▶ [Task goal]
Write out the items below as a JSON list of strings with one string per line, leaving out blank lines. Begin at the line that contains "blurred green leaf.", stop after the line that contains "[374,175,546,354]", and give only those lines, both ends included.

--- Start ---

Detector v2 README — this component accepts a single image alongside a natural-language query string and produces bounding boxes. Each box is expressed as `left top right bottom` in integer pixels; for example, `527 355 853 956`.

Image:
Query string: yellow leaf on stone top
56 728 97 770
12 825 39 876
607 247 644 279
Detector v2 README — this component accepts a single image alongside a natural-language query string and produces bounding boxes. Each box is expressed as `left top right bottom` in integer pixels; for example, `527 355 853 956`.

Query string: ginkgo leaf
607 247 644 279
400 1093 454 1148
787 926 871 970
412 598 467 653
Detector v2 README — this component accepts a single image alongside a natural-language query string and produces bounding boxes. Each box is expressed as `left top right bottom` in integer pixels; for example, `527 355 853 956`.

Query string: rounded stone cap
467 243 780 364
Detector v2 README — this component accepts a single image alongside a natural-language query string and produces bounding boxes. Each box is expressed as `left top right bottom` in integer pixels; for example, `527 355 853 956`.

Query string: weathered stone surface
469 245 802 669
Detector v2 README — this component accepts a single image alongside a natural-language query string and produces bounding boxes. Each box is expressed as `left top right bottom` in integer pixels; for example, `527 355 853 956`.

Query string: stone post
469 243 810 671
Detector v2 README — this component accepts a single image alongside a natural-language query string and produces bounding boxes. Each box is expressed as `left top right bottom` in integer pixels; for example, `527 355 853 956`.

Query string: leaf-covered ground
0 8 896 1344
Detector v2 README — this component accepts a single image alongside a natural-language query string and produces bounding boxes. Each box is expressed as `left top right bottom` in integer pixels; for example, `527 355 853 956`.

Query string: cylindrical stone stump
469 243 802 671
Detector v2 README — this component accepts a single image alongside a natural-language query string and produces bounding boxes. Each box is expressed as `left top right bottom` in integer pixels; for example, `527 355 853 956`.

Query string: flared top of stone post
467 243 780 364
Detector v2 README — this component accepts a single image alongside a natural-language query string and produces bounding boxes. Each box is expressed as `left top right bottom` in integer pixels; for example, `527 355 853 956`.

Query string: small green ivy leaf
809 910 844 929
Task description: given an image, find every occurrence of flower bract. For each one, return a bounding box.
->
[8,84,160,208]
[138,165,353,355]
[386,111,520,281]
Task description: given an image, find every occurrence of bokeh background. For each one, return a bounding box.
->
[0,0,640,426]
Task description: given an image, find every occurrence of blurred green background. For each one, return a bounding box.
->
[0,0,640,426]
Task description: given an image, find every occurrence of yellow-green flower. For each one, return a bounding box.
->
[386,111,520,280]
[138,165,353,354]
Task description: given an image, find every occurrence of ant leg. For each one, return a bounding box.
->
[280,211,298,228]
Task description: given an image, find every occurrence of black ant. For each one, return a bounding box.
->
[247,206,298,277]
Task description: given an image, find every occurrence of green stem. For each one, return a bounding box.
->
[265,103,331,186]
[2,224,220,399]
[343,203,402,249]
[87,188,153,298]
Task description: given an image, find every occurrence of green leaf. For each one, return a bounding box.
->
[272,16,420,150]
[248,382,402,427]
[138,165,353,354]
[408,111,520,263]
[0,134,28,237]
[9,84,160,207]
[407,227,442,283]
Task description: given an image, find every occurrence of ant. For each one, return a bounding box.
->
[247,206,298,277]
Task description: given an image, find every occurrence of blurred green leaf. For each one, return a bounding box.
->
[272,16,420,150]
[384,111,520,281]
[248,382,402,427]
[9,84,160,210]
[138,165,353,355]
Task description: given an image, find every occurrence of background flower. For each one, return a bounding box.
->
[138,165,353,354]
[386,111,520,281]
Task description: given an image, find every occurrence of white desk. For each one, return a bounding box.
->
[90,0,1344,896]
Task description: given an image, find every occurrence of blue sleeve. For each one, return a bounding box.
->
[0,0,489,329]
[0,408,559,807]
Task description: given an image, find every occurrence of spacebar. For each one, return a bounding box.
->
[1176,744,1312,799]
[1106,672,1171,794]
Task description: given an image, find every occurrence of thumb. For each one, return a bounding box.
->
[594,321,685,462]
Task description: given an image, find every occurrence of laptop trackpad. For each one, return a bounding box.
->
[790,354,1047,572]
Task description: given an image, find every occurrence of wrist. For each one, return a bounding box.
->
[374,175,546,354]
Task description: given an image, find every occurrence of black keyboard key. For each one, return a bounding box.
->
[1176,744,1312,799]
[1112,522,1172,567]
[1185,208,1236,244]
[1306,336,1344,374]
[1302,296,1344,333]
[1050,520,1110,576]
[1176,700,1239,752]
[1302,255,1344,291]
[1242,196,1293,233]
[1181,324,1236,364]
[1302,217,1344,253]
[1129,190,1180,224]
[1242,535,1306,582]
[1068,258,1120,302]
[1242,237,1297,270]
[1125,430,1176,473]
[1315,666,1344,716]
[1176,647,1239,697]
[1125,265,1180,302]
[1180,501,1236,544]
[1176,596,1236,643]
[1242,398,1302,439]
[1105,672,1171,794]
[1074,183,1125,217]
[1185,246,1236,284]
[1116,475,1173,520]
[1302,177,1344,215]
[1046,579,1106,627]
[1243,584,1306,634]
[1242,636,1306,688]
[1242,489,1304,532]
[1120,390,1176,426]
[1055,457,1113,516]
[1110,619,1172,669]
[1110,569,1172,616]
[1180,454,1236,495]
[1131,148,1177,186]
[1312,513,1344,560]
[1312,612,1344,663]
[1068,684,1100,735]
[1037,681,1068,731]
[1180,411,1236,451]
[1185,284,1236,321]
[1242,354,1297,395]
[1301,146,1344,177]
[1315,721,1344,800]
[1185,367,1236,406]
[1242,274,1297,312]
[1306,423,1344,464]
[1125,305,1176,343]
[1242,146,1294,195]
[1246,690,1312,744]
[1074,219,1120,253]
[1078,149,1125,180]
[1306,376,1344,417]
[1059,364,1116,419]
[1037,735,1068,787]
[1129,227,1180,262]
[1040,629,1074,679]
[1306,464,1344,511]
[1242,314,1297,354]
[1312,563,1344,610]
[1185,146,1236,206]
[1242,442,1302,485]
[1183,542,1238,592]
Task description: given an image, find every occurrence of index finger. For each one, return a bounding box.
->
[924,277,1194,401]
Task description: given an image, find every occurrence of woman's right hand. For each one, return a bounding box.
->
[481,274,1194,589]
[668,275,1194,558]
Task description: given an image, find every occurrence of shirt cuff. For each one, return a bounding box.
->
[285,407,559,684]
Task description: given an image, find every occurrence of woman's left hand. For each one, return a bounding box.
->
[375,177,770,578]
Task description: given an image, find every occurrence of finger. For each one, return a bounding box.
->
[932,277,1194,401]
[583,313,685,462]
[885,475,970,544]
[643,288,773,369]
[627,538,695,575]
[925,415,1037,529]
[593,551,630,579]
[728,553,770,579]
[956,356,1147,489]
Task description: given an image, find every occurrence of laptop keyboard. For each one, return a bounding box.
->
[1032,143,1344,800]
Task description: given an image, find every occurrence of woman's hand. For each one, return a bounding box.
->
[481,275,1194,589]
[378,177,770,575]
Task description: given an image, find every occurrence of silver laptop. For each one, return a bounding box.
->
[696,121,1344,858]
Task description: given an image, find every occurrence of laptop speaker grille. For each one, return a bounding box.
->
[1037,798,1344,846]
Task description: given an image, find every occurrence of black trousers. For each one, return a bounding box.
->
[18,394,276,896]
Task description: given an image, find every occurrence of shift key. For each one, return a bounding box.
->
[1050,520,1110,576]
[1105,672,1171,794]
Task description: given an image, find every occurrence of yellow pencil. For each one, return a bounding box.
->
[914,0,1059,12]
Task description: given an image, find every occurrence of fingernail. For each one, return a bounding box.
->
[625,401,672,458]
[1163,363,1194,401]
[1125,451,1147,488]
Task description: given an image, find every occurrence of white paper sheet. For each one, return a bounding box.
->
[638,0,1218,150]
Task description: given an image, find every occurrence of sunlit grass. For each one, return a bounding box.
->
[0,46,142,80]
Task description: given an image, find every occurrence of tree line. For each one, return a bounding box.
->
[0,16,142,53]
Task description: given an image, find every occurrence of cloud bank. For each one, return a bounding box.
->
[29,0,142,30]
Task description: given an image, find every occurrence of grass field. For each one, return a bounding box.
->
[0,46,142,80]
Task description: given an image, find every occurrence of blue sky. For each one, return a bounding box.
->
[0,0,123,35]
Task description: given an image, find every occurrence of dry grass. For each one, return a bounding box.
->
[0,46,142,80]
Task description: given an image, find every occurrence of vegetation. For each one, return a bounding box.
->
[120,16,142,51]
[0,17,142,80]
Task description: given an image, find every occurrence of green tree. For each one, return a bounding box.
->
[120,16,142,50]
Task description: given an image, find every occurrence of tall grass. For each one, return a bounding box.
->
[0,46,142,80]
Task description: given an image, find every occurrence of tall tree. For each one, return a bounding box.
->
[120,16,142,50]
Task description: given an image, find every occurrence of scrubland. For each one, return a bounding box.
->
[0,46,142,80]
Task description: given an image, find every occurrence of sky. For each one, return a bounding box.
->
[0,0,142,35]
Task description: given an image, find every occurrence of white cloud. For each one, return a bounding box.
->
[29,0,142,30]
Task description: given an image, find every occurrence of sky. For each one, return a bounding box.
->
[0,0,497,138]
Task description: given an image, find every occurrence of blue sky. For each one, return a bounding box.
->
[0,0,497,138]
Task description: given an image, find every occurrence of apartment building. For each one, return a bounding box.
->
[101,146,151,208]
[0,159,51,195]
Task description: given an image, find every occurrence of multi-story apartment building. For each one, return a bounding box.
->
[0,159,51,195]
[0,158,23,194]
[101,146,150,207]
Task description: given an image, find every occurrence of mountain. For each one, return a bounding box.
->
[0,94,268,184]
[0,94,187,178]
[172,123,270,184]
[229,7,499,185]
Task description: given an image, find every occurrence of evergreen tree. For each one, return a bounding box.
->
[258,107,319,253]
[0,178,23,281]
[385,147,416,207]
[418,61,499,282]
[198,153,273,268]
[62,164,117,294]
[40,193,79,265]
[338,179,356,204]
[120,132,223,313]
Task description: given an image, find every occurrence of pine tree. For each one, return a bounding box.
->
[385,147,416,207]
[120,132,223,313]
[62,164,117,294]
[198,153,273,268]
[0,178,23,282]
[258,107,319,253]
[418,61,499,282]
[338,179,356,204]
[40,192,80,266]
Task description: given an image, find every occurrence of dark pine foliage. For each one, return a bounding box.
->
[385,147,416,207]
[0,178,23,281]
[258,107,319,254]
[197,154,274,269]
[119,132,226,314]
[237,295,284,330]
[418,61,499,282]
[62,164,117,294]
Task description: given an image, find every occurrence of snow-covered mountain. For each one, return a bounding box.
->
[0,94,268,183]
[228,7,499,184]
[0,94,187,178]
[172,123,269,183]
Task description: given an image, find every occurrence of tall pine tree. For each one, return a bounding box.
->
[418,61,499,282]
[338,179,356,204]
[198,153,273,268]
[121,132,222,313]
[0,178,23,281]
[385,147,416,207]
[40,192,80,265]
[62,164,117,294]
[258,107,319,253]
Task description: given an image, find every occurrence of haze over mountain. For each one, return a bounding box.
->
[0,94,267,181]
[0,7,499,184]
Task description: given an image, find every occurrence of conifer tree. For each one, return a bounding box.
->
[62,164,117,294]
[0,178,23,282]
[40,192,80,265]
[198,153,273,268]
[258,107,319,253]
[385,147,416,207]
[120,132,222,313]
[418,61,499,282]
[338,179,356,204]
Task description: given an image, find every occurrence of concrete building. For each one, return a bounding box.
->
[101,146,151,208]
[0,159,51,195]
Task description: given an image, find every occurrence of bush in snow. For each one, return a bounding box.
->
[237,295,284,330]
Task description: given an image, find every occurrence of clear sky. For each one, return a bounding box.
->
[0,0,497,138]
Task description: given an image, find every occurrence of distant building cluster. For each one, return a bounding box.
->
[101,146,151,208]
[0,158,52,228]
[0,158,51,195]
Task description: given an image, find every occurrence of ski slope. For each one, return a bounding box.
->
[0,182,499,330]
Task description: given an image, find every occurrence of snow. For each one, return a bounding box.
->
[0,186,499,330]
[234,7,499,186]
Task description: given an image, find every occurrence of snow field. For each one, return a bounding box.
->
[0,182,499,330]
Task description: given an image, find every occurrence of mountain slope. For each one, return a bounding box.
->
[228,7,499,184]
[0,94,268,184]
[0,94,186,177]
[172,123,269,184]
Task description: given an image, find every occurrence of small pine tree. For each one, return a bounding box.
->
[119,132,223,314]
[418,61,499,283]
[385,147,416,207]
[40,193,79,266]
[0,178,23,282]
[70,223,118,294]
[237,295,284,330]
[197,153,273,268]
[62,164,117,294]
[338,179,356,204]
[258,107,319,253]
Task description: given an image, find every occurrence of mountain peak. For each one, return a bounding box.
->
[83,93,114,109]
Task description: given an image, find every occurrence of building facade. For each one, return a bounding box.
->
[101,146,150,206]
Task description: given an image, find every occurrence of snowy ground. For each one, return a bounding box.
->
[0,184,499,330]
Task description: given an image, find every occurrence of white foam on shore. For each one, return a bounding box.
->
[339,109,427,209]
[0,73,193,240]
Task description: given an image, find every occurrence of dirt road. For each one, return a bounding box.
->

--- End ---

▶ [Output below]
[
  "Task description: given an image, find every occurrence of blurred green leaf. For each one, return a bounding box.",
  "->",
  "[272,16,420,150]",
  "[384,111,520,281]",
  "[248,382,402,427]",
  "[9,84,160,210]",
  "[138,165,353,355]",
  "Task description: given an image, find every occurrence of background flower. For each one, return a bounding box.",
  "->",
  "[138,165,353,354]",
  "[386,111,520,281]",
  "Task description: given an image, find every occurrence of white desk. For each one, return a bounding box.",
  "->",
  "[90,0,1344,896]",
  "Task description: given an image, find every occurrence of blue sleeve. For each one, return a bounding box.",
  "->",
  "[0,0,489,329]",
  "[0,408,559,807]",
  "Task description: given an image, find every occurrence of spacebar. For each one, return a bounding box.",
  "->",
  "[1176,744,1312,799]",
  "[1106,672,1171,794]",
  "Task description: given an image, find every occurrence of thumb. For each one, return a bounding box.",
  "->",
  "[594,321,685,462]",
  "Task description: given an image, find every occurrence of laptop trackpad. For each one, return a bounding box.",
  "->",
  "[790,354,1047,572]",
  "Task description: given an image, find every occurrence of wrist. For each one, return a bounding box.",
  "->",
  "[374,175,546,354]"
]